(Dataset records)

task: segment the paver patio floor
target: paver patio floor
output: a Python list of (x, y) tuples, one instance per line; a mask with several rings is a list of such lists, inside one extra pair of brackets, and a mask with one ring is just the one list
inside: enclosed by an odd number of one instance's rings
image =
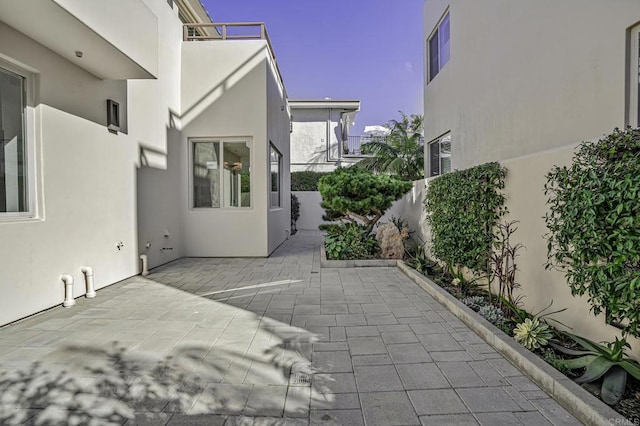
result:
[(0, 424), (580, 424), (402, 272), (320, 269), (319, 244), (0, 328)]

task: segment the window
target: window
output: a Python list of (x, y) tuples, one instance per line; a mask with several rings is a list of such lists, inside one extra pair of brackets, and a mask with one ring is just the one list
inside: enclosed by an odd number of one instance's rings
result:
[(271, 207), (280, 207), (280, 166), (282, 163), (282, 155), (270, 144), (271, 152), (269, 155), (271, 161)]
[(193, 207), (251, 207), (251, 142), (193, 142)]
[(429, 143), (429, 176), (451, 171), (451, 133)]
[(640, 127), (640, 25), (631, 29), (629, 125)]
[(427, 41), (429, 58), (429, 81), (449, 62), (449, 12), (436, 26), (433, 35)]
[(23, 216), (31, 206), (27, 155), (27, 78), (0, 66), (0, 215)]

» **Task description**: The result should be all the records, retyped exactly, with no pictures among them.

» **Task answer**:
task: segment the paver patio floor
target: paver patio floor
output: a Python list of (x, y) tuples, one instance per line; a mask with several rings is a list of such lists, inside one extra pair of brackets, and a mask with one ring is just the one list
inside: enclosed by an odd number of one instance's rings
image =
result:
[(0, 424), (580, 424), (402, 272), (320, 269), (319, 244), (0, 328)]

task: segment the window
target: window
output: a Python list of (x, y) tuples, one instance per line; a mask with several rings is a list of such lists, inside one extra pair of brackets, and a mask with one ring is just the one list
inside: enclosed by an odd number of one instance's rings
result:
[(271, 207), (280, 207), (280, 166), (282, 163), (282, 155), (270, 144), (271, 152), (269, 155), (271, 161)]
[(193, 207), (251, 207), (251, 142), (193, 142)]
[(429, 143), (429, 176), (451, 171), (451, 133)]
[(640, 127), (640, 25), (631, 29), (629, 125)]
[(427, 41), (429, 58), (429, 81), (449, 62), (449, 12), (436, 26), (433, 35)]
[(23, 216), (31, 206), (27, 155), (27, 78), (0, 66), (0, 215)]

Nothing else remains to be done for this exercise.